**PROBLEM DESCRIPTION:**
Everything in the data must be repeated exactly, apart from the pictures, which are left out.

○ ○ ○ ○ ○ ○ ○

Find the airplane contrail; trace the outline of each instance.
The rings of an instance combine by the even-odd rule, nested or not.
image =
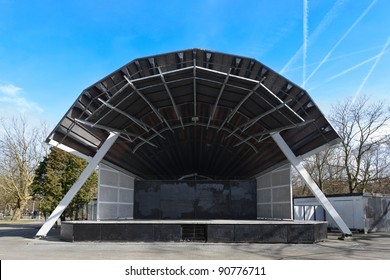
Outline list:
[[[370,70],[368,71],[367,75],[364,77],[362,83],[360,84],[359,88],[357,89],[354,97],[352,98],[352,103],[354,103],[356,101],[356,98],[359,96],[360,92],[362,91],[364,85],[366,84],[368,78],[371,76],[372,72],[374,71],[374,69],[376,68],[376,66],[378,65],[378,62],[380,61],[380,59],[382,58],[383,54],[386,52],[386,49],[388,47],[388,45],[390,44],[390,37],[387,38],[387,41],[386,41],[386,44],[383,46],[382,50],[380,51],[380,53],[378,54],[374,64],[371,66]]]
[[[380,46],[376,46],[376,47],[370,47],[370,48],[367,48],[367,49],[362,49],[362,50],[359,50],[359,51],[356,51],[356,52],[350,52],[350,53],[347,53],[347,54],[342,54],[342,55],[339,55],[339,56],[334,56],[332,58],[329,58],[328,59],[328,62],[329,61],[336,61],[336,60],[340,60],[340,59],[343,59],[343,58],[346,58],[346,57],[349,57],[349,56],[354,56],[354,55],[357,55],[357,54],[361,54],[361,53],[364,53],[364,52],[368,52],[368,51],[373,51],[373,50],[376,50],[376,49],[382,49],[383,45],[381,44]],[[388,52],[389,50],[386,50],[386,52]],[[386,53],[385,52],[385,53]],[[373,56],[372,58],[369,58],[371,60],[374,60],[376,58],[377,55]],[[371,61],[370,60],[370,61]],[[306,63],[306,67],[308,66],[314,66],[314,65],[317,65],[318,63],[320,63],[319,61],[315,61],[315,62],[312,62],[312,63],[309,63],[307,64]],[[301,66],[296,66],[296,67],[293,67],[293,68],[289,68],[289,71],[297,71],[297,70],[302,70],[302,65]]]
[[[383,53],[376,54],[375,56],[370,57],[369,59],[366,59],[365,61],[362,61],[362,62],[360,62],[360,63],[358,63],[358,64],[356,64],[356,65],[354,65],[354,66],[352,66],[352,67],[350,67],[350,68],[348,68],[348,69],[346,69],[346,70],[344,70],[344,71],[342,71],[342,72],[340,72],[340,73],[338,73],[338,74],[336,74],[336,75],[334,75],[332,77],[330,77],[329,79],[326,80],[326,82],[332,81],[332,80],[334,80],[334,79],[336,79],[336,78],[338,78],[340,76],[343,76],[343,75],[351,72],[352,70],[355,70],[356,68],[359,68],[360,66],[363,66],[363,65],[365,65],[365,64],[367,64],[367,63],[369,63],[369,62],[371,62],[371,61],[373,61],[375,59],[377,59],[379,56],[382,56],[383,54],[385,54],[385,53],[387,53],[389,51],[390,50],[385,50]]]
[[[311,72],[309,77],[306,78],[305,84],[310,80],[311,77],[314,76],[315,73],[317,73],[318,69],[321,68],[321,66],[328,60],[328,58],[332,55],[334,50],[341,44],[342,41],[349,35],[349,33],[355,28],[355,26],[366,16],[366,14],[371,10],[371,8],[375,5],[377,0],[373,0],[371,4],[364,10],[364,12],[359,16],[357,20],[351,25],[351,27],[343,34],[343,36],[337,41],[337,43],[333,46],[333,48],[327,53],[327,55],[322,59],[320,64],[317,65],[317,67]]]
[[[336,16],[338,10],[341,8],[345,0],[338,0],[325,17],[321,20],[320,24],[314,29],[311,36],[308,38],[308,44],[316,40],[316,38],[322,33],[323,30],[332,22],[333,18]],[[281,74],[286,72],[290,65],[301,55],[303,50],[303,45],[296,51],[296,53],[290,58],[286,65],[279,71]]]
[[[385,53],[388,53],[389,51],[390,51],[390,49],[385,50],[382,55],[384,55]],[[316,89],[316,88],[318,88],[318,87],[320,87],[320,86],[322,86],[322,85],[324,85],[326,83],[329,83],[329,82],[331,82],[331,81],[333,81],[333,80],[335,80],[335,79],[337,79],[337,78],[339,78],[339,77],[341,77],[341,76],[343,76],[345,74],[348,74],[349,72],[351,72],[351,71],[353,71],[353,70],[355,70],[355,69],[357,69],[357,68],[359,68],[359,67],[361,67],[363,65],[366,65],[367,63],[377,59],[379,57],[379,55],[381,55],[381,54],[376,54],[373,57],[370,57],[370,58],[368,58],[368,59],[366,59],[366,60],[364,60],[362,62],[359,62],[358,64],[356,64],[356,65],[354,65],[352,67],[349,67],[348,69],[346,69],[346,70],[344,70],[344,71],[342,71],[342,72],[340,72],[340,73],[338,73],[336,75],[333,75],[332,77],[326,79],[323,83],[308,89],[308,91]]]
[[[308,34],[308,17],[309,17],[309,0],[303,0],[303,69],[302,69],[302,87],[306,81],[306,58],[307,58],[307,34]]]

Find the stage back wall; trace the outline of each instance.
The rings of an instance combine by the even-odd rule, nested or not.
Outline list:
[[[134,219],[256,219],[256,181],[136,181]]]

○ ○ ○ ○ ○ ○ ○

**EXPECTED OUTPUT:**
Find the airplane contrail; trace the outline of each instance.
The rings of an instance combine by the even-odd rule, nested or not.
image =
Outline list:
[[[370,70],[368,71],[367,75],[364,77],[362,83],[360,84],[359,88],[357,89],[354,97],[352,98],[352,103],[354,103],[356,101],[356,98],[359,96],[360,92],[362,91],[364,85],[366,84],[368,78],[371,76],[372,72],[374,71],[374,69],[376,68],[376,66],[378,65],[378,62],[380,61],[380,59],[382,58],[383,54],[386,52],[386,49],[388,47],[388,45],[390,44],[390,37],[387,38],[387,41],[386,41],[386,44],[383,46],[382,50],[380,51],[380,53],[378,54],[374,64],[371,66]]]
[[[380,46],[376,46],[376,47],[370,47],[370,48],[367,48],[367,49],[362,49],[362,50],[359,50],[359,51],[356,51],[356,52],[350,52],[350,53],[347,53],[347,54],[342,54],[342,55],[339,55],[339,56],[334,56],[332,58],[329,58],[328,59],[328,62],[329,61],[336,61],[336,60],[340,60],[340,59],[343,59],[343,58],[346,58],[346,57],[349,57],[349,56],[354,56],[354,55],[357,55],[357,54],[361,54],[361,53],[364,53],[364,52],[368,52],[368,51],[373,51],[373,50],[376,50],[376,49],[382,49],[383,45],[381,44]],[[388,52],[389,50],[386,50],[386,52]],[[386,53],[385,52],[385,53]],[[373,56],[372,58],[369,58],[371,60],[374,60],[376,58],[377,55]],[[371,61],[370,60],[370,61]],[[306,63],[306,67],[308,66],[314,66],[314,65],[317,65],[318,63],[320,63],[319,61],[315,61],[315,62],[312,62],[312,63],[309,63],[307,64]],[[301,66],[296,66],[296,67],[293,67],[293,68],[289,68],[289,71],[297,71],[297,70],[302,70],[302,65]]]
[[[383,53],[376,54],[375,56],[370,57],[369,59],[366,59],[365,61],[362,61],[362,62],[360,62],[360,63],[358,63],[358,64],[356,64],[356,65],[354,65],[354,66],[352,66],[352,67],[350,67],[350,68],[348,68],[348,69],[346,69],[346,70],[344,70],[344,71],[342,71],[342,72],[340,72],[340,73],[338,73],[338,74],[336,74],[336,75],[334,75],[332,77],[330,77],[329,79],[326,80],[326,82],[332,81],[332,80],[334,80],[334,79],[336,79],[336,78],[338,78],[340,76],[343,76],[343,75],[351,72],[352,70],[355,70],[356,68],[359,68],[360,66],[363,66],[363,65],[365,65],[365,64],[367,64],[367,63],[369,63],[369,62],[371,62],[371,61],[373,61],[375,59],[377,59],[379,56],[382,56],[383,54],[385,54],[385,53],[387,53],[389,51],[390,50],[385,50]]]
[[[311,72],[309,77],[306,78],[305,84],[310,80],[311,77],[314,76],[315,73],[317,73],[318,69],[321,68],[321,66],[328,60],[328,58],[332,55],[334,50],[341,44],[342,41],[349,35],[349,33],[355,28],[355,26],[366,16],[366,14],[371,10],[371,8],[375,5],[377,0],[373,0],[371,4],[364,10],[364,12],[359,16],[357,20],[351,25],[351,27],[343,34],[343,36],[337,41],[337,43],[333,46],[333,48],[327,53],[327,55],[322,59],[320,64],[317,65],[317,67]]]
[[[336,16],[338,10],[341,8],[345,0],[338,0],[325,17],[321,20],[320,24],[314,29],[311,36],[308,38],[308,44],[316,40],[316,38],[322,33],[323,30],[332,22],[333,18]],[[281,74],[286,72],[290,65],[301,55],[303,50],[303,45],[296,51],[296,53],[290,58],[286,65],[279,71]]]
[[[385,53],[388,53],[389,51],[390,51],[390,49],[385,50],[382,55],[384,55]],[[316,89],[316,88],[318,88],[318,87],[320,87],[320,86],[322,86],[322,85],[324,85],[326,83],[329,83],[329,82],[331,82],[331,81],[333,81],[333,80],[335,80],[335,79],[337,79],[337,78],[339,78],[339,77],[341,77],[341,76],[343,76],[345,74],[348,74],[349,72],[351,72],[351,71],[353,71],[353,70],[355,70],[355,69],[357,69],[357,68],[359,68],[359,67],[361,67],[363,65],[366,65],[367,63],[377,59],[379,57],[379,55],[381,55],[381,54],[376,54],[373,57],[370,57],[370,58],[368,58],[368,59],[366,59],[366,60],[364,60],[362,62],[359,62],[358,64],[356,64],[356,65],[354,65],[352,67],[349,67],[348,69],[346,69],[346,70],[344,70],[344,71],[342,71],[342,72],[340,72],[340,73],[338,73],[336,75],[333,75],[332,77],[326,79],[323,83],[308,89],[308,91]]]
[[[308,34],[308,17],[309,17],[309,0],[303,0],[303,69],[302,69],[302,87],[306,81],[306,58],[307,58],[307,34]]]

Find the stage back wall; trace the outline of each instance.
The rings of an instance combine by the even-odd rule, nested or not.
Outline list:
[[[134,219],[256,219],[256,181],[136,181]]]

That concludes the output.